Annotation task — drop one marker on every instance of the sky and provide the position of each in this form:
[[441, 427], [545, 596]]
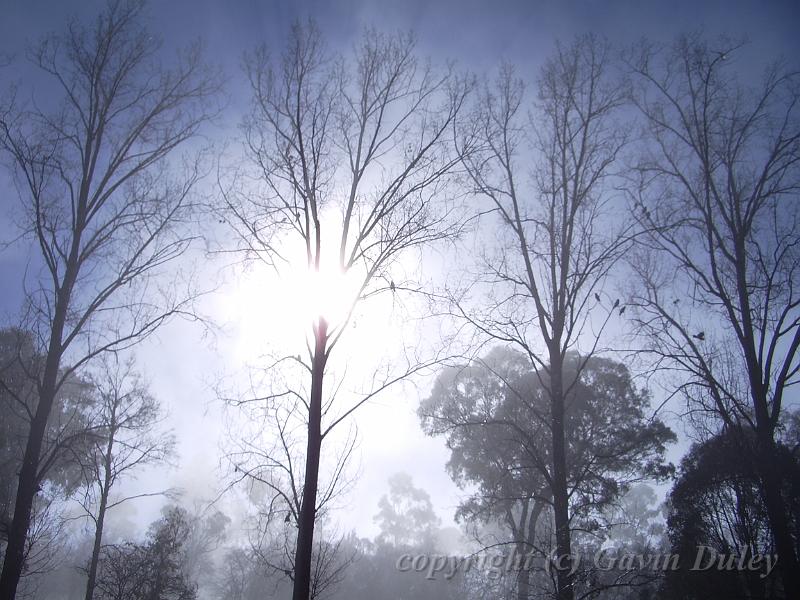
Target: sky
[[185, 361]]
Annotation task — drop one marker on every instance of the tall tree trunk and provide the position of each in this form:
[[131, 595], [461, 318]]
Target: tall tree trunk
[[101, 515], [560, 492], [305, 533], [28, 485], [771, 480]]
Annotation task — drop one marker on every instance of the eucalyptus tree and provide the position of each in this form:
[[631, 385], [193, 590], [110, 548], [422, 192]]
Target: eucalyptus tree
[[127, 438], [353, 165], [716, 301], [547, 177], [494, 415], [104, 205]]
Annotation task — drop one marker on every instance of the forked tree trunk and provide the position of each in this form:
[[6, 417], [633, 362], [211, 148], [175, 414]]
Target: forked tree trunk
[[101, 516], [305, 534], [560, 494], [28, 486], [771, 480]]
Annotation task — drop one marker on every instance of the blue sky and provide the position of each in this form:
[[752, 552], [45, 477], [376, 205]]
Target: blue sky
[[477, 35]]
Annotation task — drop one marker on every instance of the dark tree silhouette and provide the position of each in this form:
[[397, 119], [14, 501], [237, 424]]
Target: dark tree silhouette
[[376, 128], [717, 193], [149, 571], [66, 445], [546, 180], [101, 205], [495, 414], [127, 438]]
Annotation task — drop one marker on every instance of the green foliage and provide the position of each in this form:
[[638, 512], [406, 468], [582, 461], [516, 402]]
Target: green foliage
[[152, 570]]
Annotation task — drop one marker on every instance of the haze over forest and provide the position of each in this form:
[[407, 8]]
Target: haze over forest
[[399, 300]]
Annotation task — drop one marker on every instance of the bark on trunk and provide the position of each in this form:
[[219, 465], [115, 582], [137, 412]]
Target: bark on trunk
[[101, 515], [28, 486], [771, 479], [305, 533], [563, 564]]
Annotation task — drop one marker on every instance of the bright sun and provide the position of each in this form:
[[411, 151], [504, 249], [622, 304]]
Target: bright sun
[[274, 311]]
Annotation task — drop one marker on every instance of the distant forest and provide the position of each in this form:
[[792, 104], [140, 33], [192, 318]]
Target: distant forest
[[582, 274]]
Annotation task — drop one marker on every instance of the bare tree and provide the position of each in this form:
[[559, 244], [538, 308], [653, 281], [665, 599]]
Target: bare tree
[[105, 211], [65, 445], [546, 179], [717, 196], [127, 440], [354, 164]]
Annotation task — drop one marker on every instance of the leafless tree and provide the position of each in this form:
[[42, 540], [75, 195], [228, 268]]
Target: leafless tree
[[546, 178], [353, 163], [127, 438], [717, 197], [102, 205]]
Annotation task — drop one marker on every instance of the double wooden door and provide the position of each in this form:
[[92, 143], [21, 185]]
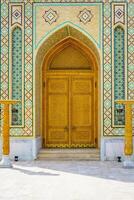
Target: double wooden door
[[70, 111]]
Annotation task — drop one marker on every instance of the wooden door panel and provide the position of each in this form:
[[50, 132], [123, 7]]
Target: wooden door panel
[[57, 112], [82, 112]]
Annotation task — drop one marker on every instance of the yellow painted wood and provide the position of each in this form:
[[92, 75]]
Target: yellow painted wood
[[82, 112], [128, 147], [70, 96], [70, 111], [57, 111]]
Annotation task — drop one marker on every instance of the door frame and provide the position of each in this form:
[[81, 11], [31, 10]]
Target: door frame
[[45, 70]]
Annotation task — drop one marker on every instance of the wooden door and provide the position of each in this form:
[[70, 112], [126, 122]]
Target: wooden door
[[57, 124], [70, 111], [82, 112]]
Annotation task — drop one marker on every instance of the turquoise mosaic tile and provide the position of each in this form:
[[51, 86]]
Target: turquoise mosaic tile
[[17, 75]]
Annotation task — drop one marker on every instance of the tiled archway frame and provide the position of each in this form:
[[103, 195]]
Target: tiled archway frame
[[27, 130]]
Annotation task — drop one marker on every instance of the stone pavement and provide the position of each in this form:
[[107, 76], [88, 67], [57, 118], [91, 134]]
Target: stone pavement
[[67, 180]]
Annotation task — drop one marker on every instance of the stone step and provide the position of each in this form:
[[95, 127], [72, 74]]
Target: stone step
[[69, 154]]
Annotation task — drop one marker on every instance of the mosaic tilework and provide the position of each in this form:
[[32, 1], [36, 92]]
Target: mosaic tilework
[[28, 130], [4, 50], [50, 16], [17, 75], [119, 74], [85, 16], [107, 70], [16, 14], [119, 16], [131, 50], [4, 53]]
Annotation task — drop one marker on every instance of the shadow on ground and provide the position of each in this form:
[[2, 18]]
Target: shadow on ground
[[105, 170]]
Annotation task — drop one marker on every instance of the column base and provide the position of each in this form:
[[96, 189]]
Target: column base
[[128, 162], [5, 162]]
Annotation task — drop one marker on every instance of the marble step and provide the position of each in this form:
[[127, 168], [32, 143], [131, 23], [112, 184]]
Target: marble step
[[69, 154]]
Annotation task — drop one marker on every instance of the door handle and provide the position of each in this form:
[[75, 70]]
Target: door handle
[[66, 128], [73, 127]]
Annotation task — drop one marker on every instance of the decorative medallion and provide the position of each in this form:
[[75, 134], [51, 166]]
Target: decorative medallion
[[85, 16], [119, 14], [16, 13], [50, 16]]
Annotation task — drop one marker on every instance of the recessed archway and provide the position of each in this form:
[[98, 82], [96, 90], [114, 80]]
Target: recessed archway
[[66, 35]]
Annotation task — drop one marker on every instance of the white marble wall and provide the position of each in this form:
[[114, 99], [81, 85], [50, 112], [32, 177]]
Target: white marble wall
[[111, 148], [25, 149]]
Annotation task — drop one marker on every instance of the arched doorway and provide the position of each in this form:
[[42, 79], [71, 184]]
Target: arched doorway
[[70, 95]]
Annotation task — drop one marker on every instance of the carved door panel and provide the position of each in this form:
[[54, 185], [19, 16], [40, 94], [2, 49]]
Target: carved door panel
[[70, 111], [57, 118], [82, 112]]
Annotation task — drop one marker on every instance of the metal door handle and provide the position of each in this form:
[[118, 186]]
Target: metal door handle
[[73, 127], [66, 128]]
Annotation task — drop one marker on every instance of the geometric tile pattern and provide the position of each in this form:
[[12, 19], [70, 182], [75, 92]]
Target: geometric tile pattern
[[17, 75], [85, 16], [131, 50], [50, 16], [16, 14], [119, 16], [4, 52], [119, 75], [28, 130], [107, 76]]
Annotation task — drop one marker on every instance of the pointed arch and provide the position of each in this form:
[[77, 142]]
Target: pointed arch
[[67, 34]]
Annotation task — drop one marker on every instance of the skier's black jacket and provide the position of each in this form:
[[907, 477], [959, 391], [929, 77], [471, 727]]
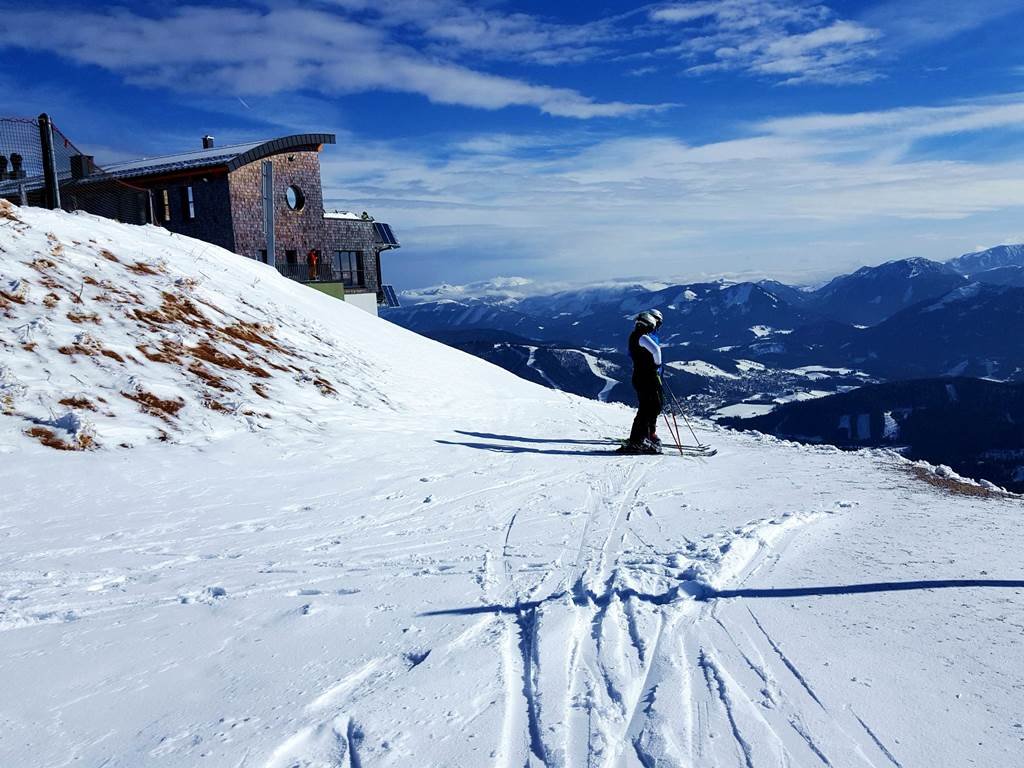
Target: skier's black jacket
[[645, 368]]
· · ·
= Exercise =
Write the records above out again exactly, with no pictures in your copy.

= The response =
Annotation task — drop one marker on every instance of the sky and provide the position of each in this form:
[[441, 427], [545, 596]]
Target: sky
[[185, 361]]
Annotation task — drop one marker on every instance of the tall tree trunk and provide the position of each in this form:
[[131, 595], [461, 318]]
Target: tall tree trunk
[[101, 515], [560, 492], [305, 533], [28, 485], [771, 480]]
Annotation task — drop one marker on every instance of the eucalyptus tree and provide the position of each in this form:
[[631, 385], [193, 590], [110, 548], [422, 192]]
Target: eucalyptus tree
[[127, 438], [353, 165], [716, 301], [547, 177], [494, 415], [104, 205]]
Annotation task — drop one marker on every instance of the forked tree trunk and provide the position of each in this form:
[[6, 417], [633, 362], [211, 148], [175, 414]]
Target: forked tree trunk
[[101, 516], [305, 534], [560, 494], [28, 486], [771, 480]]
Annotation task — drop one marker on every instance of the blue sky and provide the position of each in this form:
[[752, 552], [45, 477], [376, 205]]
Target: blue sky
[[477, 35]]
Annotation task — drop one marker on every instance of the dark tree silhouette and provide the position of each in this form:
[[397, 119], [14, 501], [237, 424]]
Target: dark tree silhouette
[[376, 128], [717, 193], [149, 571], [66, 445], [546, 180], [101, 205], [495, 414], [127, 438]]
Annotation task — drop one marker on every instance of the green foliage and provide the position of each in this form:
[[638, 512], [406, 468], [582, 461], [516, 402]]
Target: green foliage
[[152, 570]]
Annotation task — drop one marker on every instance of the haze over forest and provide the position of each in this form:
[[407, 8]]
Target: haze over forest
[[399, 300]]
Annotation task — drop one marker on every instance of the bark on trunk and provide the position of each in this form:
[[219, 465], [115, 582], [137, 412]]
Target: bark on trunk
[[101, 515], [28, 486], [771, 479], [305, 533], [563, 564]]
Annotation task — drop one marker on every instance of the bright sun and provide the position of each in this form:
[[411, 151], [504, 249], [622, 304]]
Target: bright sun
[[274, 311]]
Annotation task — drop one marker on every instance of the distant forest and provide the position of each in this form:
[[792, 104], [140, 33], [192, 318]]
Target: distant forest
[[582, 274]]
Annotation task — drop one marker on every instance of the bare tree and provide the position of each in this form:
[[559, 244], [538, 308], [653, 281], [665, 599]]
Target: bare tree
[[105, 211], [65, 445], [546, 179], [717, 196], [127, 440], [354, 164]]
Annotation task — drop one marker on every instance of the leafless tree and provide the position of each in this form:
[[42, 540], [75, 195], [228, 268]]
Target: leafless tree
[[546, 178], [353, 163], [127, 438], [717, 197], [102, 205]]
Annotation task — drop one marker on every instance of the double wooden door and provide the position of each in this form:
[[92, 143], [21, 185]]
Target: double wooden door
[[70, 111]]
Annotation task — drop one marker on every instance of the wooden door panel and provide the position of each in this form:
[[50, 132], [123, 7]]
Target: wooden door panel
[[57, 112], [82, 112]]
Annotation task — drop one marker on every instance of the yellow painted wood and provide the position of each in this form:
[[92, 75]]
Target: yellow painted wood
[[82, 112], [128, 147], [70, 96], [70, 111], [57, 111]]
Annotation task — drop one marker on every instance of the door frame and provide the position of each in this form:
[[81, 11], [31, 10]]
Target: door frame
[[45, 70]]
Annotation task — drop one marker on every instance of the wooden door and provide the position of each in this form:
[[70, 112], [126, 122]]
Target: wooden door
[[57, 124], [70, 111], [82, 112]]
Annotation task — drop one marker on every instance of the turquoise mosaic tile and provide the position of each in this form:
[[51, 86]]
Target: turquoise mosaic tile
[[17, 75]]
Annotation task — drop one marker on every instance of the tiled archway frame and provide the position of each in this form:
[[103, 195]]
Target: tiled archway frame
[[27, 130]]
Annotation task — drop one marker on every instance of the stone pavement and provide the position of each in this form:
[[107, 76], [88, 67], [57, 118], [91, 134]]
Target: stone pavement
[[67, 180]]
Annotation task — drop one marker on every instance of the stone step and provide the position of each in this form:
[[95, 127], [72, 74]]
Target: stone step
[[69, 154]]
Annotation task — drop one marker on every instance of the mosaic tilework and provide the position of each in this form:
[[32, 1], [36, 92]]
Target: mosaic tilework
[[28, 130], [4, 50], [50, 16], [17, 75], [119, 74], [85, 16], [107, 70], [16, 14], [119, 16], [131, 50], [4, 53]]
Annotation task — drop one marker on every instance of the shadow on ground and provide the position of each in this form:
[[2, 18]]
Target: shadow on ground
[[105, 170]]
Annotation task — drop one marker on every instance of the column base and provide the position of each in this form:
[[96, 189]]
Target: column base
[[128, 162], [5, 162]]
Annotation task — drop one marker on every instance of the marble step and provide the position of each in this form:
[[127, 168], [32, 143], [131, 23], [112, 184]]
Target: marble step
[[69, 154]]
Annotation task — drop one marker on every instance of the door handle and provide the position of each in this form:
[[75, 70]]
Target: door handle
[[66, 128], [73, 127]]
Annotation task — drop one marker on every instance of the decorative medallion and provide the position of each in this form:
[[75, 134], [51, 166]]
Target: decorative medallion
[[85, 16], [119, 14], [16, 13], [50, 16]]
Annotation task — drop one marker on every instance of the recessed archway and provide the position of each in this form:
[[98, 82], [96, 90], [114, 80]]
Target: recessed archway
[[66, 35]]
Annotation task — drop one marker on every instance of the white marble wall and provide the position of each in this form:
[[114, 99], [81, 85], [50, 112], [32, 177]]
Target: white marble wall
[[111, 148], [25, 149]]
Annotation task — drop one marker on every instance of the arched doorway and provide the position of each in this form:
[[42, 79], [71, 184]]
Target: arched doorway
[[70, 95]]
Annotation task — drop one marker on every instance of the carved door panel and provide the position of each in this form:
[[54, 185], [19, 16], [40, 94], [2, 49]]
Target: carved door panel
[[70, 111], [57, 118], [82, 112]]
Annotation task — drop one marker on every instance of the metal door handle and provide the position of each in this form:
[[118, 186]]
Target: metal door handle
[[73, 127], [66, 128]]
Annotation task — drop one marker on every instance of the geometric tile pattern and provide the position of each in this form:
[[12, 19], [70, 182], [75, 92]]
Target: geometric tile pattern
[[17, 75], [85, 16], [131, 50], [50, 16], [16, 14], [119, 16], [4, 52], [119, 75], [28, 130], [107, 76]]
Annotation task — drop one marker on every instance of the pointed arch and provide the position of each in this form:
[[77, 142]]
Target: pointed arch
[[67, 34]]
Annotation task — drop one marker on every instance of the skier's black jacket and provide the position of each in this form:
[[907, 477], [959, 391], [929, 77], [471, 727]]
Target: skier's black jacket
[[645, 368]]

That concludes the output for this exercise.